Exercise requirements:
Copy out, unchanged, the lines of the records below that run from the line holding "job | pin one point per instance of the woman's lips" through the line holding "[(189, 443)]", both lines included.

A run of records
Start
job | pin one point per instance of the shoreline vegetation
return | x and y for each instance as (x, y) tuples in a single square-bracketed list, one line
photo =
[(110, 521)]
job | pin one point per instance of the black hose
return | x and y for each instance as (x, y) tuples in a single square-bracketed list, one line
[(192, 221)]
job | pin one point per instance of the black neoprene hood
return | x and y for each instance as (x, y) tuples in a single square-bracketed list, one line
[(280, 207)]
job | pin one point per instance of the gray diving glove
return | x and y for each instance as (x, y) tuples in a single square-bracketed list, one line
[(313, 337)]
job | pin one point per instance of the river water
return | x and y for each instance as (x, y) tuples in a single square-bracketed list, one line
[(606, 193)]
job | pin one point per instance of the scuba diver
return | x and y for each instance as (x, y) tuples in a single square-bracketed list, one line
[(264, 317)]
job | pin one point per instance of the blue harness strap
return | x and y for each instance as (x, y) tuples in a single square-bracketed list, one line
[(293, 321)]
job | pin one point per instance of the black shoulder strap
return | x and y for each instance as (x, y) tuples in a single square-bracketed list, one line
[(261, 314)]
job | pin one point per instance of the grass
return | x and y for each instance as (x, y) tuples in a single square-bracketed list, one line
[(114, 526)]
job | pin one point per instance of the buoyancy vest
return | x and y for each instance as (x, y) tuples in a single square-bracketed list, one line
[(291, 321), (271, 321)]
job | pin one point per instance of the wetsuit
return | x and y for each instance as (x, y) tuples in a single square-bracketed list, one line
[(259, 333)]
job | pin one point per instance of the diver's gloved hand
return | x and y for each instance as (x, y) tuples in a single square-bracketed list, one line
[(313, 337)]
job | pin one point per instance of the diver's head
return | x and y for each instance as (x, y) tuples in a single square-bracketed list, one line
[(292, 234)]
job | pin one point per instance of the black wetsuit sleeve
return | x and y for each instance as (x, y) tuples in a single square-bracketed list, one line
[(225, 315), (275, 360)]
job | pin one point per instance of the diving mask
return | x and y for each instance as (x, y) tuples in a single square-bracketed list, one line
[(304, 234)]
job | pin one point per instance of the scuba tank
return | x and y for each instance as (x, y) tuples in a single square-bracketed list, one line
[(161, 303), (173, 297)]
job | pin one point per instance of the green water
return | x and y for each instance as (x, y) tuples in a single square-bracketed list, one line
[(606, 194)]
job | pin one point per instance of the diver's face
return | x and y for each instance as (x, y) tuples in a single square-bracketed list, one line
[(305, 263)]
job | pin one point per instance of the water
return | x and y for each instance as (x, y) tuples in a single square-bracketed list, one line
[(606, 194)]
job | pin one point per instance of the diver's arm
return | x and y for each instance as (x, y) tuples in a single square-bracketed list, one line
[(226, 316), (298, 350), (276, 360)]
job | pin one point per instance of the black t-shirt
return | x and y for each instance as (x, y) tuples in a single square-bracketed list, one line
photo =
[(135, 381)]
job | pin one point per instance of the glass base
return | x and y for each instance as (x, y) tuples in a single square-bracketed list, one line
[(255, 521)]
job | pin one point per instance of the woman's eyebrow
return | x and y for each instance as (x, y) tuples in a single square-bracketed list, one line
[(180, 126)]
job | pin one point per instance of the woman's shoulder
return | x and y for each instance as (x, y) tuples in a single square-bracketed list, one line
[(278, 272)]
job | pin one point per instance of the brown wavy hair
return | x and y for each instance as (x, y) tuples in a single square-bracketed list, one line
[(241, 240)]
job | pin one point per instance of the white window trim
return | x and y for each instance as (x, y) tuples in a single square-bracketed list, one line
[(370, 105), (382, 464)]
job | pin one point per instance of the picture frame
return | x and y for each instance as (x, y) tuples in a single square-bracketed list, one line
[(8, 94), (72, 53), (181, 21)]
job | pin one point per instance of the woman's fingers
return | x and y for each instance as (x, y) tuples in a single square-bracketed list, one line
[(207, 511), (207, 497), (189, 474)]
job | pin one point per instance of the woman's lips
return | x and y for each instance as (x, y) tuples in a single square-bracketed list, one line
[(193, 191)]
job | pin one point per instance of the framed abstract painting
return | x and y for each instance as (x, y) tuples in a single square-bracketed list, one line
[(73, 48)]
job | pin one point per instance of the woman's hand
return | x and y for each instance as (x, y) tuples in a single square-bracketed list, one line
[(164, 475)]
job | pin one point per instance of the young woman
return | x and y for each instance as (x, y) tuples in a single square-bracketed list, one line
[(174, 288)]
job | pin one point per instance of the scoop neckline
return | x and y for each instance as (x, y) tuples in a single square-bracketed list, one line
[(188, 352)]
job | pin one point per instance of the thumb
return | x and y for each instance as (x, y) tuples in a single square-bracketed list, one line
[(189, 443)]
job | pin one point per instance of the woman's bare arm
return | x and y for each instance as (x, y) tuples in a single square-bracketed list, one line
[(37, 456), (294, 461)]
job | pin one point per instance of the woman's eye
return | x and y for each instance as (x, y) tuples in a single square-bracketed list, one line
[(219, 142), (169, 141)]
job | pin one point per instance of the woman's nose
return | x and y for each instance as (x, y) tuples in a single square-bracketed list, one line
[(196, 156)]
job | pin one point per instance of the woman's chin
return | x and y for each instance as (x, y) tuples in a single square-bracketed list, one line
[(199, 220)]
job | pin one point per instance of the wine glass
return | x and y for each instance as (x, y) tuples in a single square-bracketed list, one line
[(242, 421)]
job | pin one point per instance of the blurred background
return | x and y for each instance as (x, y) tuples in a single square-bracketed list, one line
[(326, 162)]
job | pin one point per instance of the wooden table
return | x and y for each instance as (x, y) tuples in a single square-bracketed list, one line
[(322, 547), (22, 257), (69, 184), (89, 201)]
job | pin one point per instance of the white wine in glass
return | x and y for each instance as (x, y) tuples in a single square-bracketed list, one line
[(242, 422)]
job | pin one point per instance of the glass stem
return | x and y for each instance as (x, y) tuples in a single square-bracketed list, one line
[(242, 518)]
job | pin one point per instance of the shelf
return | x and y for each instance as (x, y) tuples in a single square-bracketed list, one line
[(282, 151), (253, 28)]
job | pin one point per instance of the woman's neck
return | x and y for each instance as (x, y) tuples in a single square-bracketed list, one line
End
Output for this exercise:
job | pin one point per instance of the woman's lips
return | x and y for each instance as (x, y) tuples in a single square-bracketed list, one line
[(193, 191)]
job | pin one point per instance of the framed abstract painting
return | x and y for each instance as (x, y) tuples in a single square-bracketed list, one line
[(73, 48)]
job | pin one point per instance of the woman's hand
return | x and y for each instance as (x, y) tuples in a single square-bracketed list, one line
[(164, 475)]
job | pin one point per instance of the young woman
return | x and y for each instance as (x, y) tuples in a single square-bracketed list, one line
[(174, 288)]
job | pin one point per instance of the scoop neckline
return | x and y for each instance as (x, y) tuples in a single square-bracketed list, one line
[(188, 352)]
job | pin one point per instance of the thumb
return | x and y for each instance as (x, y) tuples in a single square-bracketed list, one line
[(189, 443)]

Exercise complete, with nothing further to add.